■ Task prompt
Copy out the listing below, switching "turbulent water" for "rough water" and keeping everything else the same.

■ Dataset rows
▬▬▬▬▬▬▬▬▬▬

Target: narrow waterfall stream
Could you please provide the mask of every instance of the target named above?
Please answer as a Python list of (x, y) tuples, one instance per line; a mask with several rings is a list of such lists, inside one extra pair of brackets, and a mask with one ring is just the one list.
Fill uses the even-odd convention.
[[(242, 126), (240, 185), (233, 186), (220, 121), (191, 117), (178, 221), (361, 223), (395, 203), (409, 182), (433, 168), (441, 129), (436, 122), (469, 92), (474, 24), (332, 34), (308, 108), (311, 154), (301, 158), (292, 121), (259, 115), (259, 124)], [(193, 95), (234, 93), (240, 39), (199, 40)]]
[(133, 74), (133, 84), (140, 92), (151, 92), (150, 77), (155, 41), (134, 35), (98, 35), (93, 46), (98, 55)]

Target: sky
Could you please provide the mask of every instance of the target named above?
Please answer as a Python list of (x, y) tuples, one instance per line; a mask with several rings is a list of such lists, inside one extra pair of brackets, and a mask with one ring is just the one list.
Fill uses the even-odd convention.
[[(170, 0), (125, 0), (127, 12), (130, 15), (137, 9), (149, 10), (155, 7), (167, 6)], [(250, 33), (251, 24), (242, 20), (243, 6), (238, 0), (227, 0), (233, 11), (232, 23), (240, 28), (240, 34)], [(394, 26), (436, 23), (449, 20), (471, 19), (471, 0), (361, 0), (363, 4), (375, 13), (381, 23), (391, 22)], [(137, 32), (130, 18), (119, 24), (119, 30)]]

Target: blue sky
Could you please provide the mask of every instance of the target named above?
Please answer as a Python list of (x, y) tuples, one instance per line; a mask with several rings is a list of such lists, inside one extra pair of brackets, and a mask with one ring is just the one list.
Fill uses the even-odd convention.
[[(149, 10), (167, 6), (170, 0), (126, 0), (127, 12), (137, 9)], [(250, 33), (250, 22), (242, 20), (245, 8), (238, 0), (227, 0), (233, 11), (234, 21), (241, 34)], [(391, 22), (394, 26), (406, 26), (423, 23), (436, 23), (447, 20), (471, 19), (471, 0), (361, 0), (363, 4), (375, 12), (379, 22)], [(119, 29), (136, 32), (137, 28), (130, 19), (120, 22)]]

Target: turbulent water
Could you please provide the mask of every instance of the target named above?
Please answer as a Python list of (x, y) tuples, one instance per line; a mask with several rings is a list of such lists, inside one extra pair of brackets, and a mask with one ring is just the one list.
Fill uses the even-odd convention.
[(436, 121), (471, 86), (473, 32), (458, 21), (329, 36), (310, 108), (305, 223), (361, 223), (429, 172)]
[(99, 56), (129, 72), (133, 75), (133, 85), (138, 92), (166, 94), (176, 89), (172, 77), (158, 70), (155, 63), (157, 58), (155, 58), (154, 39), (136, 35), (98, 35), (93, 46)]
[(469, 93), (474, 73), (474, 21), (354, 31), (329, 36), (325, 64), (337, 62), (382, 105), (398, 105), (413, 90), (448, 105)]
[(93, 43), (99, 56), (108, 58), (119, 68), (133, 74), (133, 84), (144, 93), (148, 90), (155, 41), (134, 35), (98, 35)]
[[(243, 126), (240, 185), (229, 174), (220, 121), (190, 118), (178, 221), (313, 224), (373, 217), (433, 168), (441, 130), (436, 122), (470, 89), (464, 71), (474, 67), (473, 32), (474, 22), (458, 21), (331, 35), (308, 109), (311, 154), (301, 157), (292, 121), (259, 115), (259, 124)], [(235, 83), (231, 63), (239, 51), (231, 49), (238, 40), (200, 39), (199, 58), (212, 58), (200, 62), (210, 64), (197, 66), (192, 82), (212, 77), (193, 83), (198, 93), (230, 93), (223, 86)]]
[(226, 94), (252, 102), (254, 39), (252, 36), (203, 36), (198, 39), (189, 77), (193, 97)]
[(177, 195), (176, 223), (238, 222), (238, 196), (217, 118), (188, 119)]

▬▬▬▬▬▬▬▬▬▬

■ Result for this task
Target: narrow waterfall stream
Could you please provide the mask of every instance of the target named above?
Please answer as a Python list of (x, y) tuples, one instance per line; a mask with several rings is a list of such lists, inside one extra pair of brackets, and a mask with one ring is just the one list.
Fill uses the even-odd convention.
[[(242, 126), (240, 185), (233, 186), (220, 121), (191, 117), (178, 221), (361, 223), (395, 203), (409, 182), (433, 168), (441, 129), (436, 122), (469, 92), (474, 24), (332, 34), (308, 108), (311, 154), (301, 158), (292, 121), (259, 115), (259, 124)], [(193, 95), (234, 93), (240, 39), (199, 40)]]
[(133, 74), (133, 84), (140, 92), (151, 92), (150, 77), (155, 41), (134, 35), (98, 35), (93, 46), (98, 55)]

Target: sky
Could you please provide the mask of every instance of the target named above?
Please answer as a Python list of (x, y) tuples, one instance per line; a mask with several rings is a list of such lists, inside one extra pair of brackets, and a mask with one ring is just the one list.
Fill uses the even-odd convention.
[[(170, 0), (125, 0), (127, 12), (130, 15), (137, 9), (149, 10), (155, 7), (167, 6)], [(250, 33), (251, 24), (242, 20), (243, 6), (238, 0), (227, 0), (233, 11), (232, 23), (240, 28), (240, 34)], [(394, 26), (436, 23), (449, 20), (471, 19), (471, 0), (361, 0), (363, 4), (375, 13), (381, 23), (391, 22)], [(137, 32), (130, 18), (119, 24), (119, 30)]]

Target: blue sky
Could you please provide the mask of every instance of the target named above?
Please answer as a Python list of (x, y) tuples, one instance per line; a mask with several rings is a list of such lists, inside one extra pair of brackets, and a mask with one ring is just the one list.
Fill uses the even-odd convention.
[[(149, 10), (167, 6), (170, 0), (126, 0), (127, 12), (137, 9)], [(250, 33), (250, 22), (242, 20), (245, 8), (238, 0), (227, 0), (233, 11), (234, 21), (241, 34)], [(391, 22), (394, 26), (406, 26), (423, 23), (436, 23), (447, 20), (471, 19), (471, 0), (361, 0), (363, 4), (375, 12), (379, 22)], [(119, 29), (136, 32), (137, 28), (130, 19), (120, 22)]]

Target: rough water
Could you please provide the mask of every instance of the target named above?
Please answer as a Python list of (x, y) tuples, one instance per line; a mask with several rings is a list of such lists, inside one extra pair of brackets, and a mask with one ring is just the one list.
Fill uses the even-odd convention.
[(436, 121), (471, 86), (473, 32), (458, 21), (329, 36), (310, 108), (305, 223), (361, 223), (429, 172)]
[(99, 56), (129, 72), (133, 75), (133, 85), (138, 92), (166, 94), (176, 89), (172, 77), (158, 70), (155, 63), (157, 58), (155, 58), (154, 39), (136, 35), (98, 35), (93, 46)]
[(469, 93), (474, 73), (474, 21), (354, 31), (329, 36), (325, 64), (337, 62), (382, 105), (398, 105), (413, 90), (448, 105)]
[(93, 43), (99, 56), (108, 58), (119, 68), (133, 74), (133, 84), (144, 93), (148, 90), (155, 41), (134, 35), (98, 35)]
[[(243, 126), (240, 185), (229, 174), (220, 121), (190, 118), (178, 221), (313, 224), (373, 217), (433, 168), (441, 130), (436, 122), (470, 89), (464, 71), (474, 67), (473, 32), (474, 22), (458, 21), (331, 35), (308, 109), (311, 154), (301, 157), (292, 121), (259, 115), (259, 124)], [(235, 83), (231, 63), (239, 51), (231, 49), (238, 40), (200, 39), (199, 58), (212, 58), (200, 62), (210, 64), (197, 66), (192, 82), (212, 77), (193, 83), (198, 93), (230, 93), (223, 86)]]
[(226, 94), (252, 102), (254, 39), (252, 36), (203, 36), (198, 39), (189, 77), (193, 97)]
[(177, 195), (176, 223), (238, 222), (238, 196), (217, 118), (188, 119)]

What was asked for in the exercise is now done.